# Supplied data
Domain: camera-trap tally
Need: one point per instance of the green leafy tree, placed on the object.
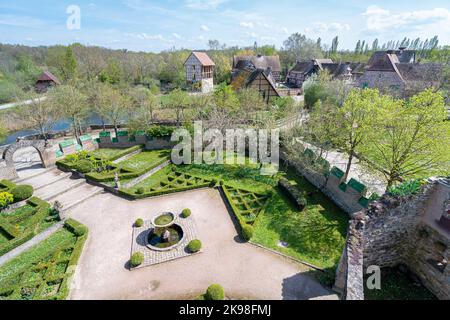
(410, 139)
(354, 119)
(178, 101)
(72, 104)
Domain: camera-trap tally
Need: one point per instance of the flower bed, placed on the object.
(24, 223)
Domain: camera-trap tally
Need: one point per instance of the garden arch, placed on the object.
(9, 171)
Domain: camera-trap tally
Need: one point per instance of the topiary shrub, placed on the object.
(84, 166)
(194, 246)
(139, 223)
(6, 199)
(22, 192)
(247, 232)
(186, 213)
(215, 292)
(136, 259)
(75, 227)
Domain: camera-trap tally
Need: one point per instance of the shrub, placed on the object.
(293, 193)
(247, 232)
(140, 190)
(84, 166)
(6, 199)
(406, 188)
(160, 131)
(137, 259)
(194, 246)
(139, 223)
(186, 213)
(22, 192)
(215, 292)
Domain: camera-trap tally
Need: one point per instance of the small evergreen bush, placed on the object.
(137, 259)
(195, 246)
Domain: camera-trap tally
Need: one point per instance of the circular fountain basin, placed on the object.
(156, 242)
(164, 220)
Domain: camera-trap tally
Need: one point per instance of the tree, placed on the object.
(71, 103)
(250, 101)
(354, 122)
(178, 101)
(335, 44)
(115, 106)
(41, 113)
(143, 106)
(63, 60)
(410, 139)
(297, 46)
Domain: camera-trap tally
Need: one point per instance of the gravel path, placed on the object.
(245, 271)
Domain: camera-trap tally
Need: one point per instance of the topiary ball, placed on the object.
(137, 259)
(84, 166)
(194, 246)
(186, 213)
(215, 292)
(247, 232)
(22, 192)
(139, 223)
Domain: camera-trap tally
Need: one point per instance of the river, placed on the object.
(61, 125)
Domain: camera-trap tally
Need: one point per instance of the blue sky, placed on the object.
(155, 25)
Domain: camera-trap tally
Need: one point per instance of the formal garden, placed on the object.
(27, 216)
(45, 271)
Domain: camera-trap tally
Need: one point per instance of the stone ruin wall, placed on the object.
(392, 232)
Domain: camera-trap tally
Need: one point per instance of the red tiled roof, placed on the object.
(48, 76)
(204, 59)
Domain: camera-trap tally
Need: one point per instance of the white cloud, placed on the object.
(379, 19)
(247, 25)
(204, 4)
(322, 27)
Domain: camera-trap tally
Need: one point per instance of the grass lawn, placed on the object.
(397, 286)
(315, 235)
(144, 160)
(44, 271)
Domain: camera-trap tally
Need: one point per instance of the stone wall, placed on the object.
(398, 230)
(347, 199)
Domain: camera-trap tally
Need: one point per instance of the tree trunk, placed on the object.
(349, 165)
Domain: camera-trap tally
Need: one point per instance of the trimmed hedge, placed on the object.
(186, 213)
(247, 232)
(194, 246)
(136, 259)
(215, 292)
(20, 237)
(7, 185)
(135, 196)
(75, 227)
(84, 166)
(293, 193)
(139, 223)
(21, 192)
(124, 174)
(60, 279)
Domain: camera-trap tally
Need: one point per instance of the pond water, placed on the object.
(61, 125)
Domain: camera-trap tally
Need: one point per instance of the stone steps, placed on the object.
(58, 188)
(76, 196)
(45, 179)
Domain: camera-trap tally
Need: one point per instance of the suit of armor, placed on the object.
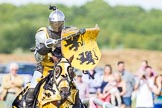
(46, 47)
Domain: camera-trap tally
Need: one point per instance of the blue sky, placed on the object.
(146, 4)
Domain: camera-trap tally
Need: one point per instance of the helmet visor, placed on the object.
(57, 26)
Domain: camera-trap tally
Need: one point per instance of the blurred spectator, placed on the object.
(130, 82)
(93, 79)
(143, 66)
(157, 90)
(143, 88)
(81, 85)
(11, 85)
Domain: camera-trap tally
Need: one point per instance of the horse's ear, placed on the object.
(71, 58)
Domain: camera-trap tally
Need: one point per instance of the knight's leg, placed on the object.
(30, 96)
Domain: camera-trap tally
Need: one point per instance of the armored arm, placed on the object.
(41, 49)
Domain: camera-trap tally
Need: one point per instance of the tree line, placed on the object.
(120, 27)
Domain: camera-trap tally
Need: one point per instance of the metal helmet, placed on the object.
(56, 20)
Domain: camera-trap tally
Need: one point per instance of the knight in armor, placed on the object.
(47, 47)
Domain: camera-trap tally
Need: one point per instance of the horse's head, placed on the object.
(63, 74)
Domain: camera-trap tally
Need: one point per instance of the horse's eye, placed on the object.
(57, 71)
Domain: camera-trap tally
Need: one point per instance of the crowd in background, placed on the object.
(121, 87)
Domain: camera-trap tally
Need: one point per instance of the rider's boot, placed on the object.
(30, 98)
(30, 95)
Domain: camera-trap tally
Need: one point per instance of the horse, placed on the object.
(57, 90)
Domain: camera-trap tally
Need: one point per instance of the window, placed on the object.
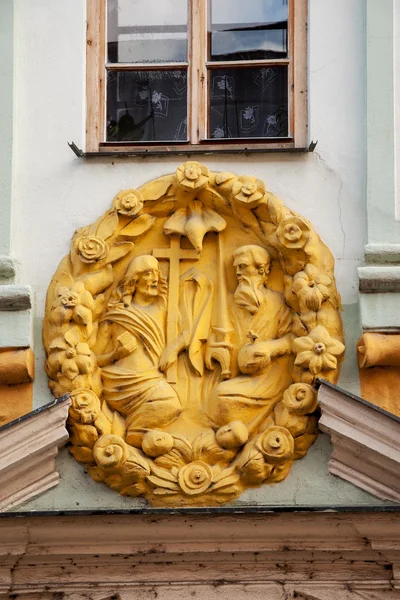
(196, 75)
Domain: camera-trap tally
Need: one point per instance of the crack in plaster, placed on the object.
(340, 217)
(337, 176)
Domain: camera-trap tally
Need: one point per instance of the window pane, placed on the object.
(147, 31)
(146, 106)
(248, 30)
(249, 102)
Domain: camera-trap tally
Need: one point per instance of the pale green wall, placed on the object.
(6, 121)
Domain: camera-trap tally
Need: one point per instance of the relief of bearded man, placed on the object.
(130, 343)
(264, 366)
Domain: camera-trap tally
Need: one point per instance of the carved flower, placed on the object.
(70, 356)
(276, 444)
(293, 232)
(300, 399)
(248, 190)
(195, 477)
(192, 175)
(128, 202)
(311, 287)
(85, 406)
(317, 351)
(110, 452)
(91, 249)
(74, 304)
(233, 435)
(155, 443)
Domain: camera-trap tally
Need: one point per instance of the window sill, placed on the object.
(127, 150)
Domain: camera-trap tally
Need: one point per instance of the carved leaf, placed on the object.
(163, 483)
(138, 226)
(99, 281)
(246, 217)
(83, 316)
(171, 459)
(163, 474)
(118, 251)
(108, 413)
(108, 225)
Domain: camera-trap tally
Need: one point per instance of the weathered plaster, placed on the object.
(6, 129)
(382, 226)
(171, 557)
(55, 193)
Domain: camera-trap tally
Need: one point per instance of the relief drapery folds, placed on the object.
(189, 324)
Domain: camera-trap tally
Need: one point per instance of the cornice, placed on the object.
(28, 447)
(276, 554)
(365, 442)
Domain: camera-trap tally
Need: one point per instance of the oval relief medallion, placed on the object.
(189, 324)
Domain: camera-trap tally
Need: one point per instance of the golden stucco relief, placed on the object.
(189, 324)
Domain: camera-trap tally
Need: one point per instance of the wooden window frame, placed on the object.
(197, 91)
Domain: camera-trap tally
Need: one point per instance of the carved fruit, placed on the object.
(253, 358)
(155, 443)
(233, 435)
(276, 444)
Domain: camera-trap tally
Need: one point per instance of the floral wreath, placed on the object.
(219, 464)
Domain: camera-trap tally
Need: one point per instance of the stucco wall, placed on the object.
(54, 192)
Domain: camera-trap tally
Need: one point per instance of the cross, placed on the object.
(174, 254)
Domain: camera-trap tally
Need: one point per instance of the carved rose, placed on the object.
(195, 477)
(85, 406)
(311, 287)
(128, 202)
(193, 175)
(91, 249)
(155, 443)
(300, 399)
(293, 232)
(276, 444)
(110, 452)
(248, 190)
(70, 356)
(73, 304)
(233, 435)
(317, 351)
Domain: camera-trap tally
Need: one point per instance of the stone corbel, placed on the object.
(379, 367)
(16, 356)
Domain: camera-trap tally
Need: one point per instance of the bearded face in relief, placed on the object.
(252, 264)
(143, 280)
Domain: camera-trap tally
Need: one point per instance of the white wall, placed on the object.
(54, 192)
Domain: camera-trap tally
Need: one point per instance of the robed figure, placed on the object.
(133, 351)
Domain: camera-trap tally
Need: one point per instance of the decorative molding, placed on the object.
(382, 253)
(28, 447)
(365, 442)
(15, 297)
(94, 557)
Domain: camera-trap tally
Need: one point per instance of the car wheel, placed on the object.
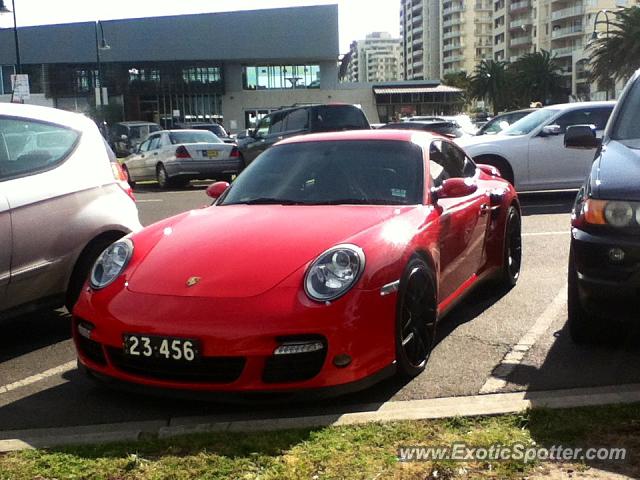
(128, 175)
(415, 318)
(512, 249)
(584, 328)
(86, 260)
(162, 177)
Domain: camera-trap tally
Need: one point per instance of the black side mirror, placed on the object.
(581, 136)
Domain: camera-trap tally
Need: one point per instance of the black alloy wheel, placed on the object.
(416, 318)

# Aim of the task
Show every line of the listing above that contains the string "wall".

# Full response
Need: one point per instance of the stone ruin wall, placed on the object.
Need: one point per instance of the stone wall, placed on the object.
Need: one point per instance of the pale green wall, placed on the object.
Need: one point per instance of the stucco wall, placed on the object.
Need: one point per instance of the white wall, placed on the object.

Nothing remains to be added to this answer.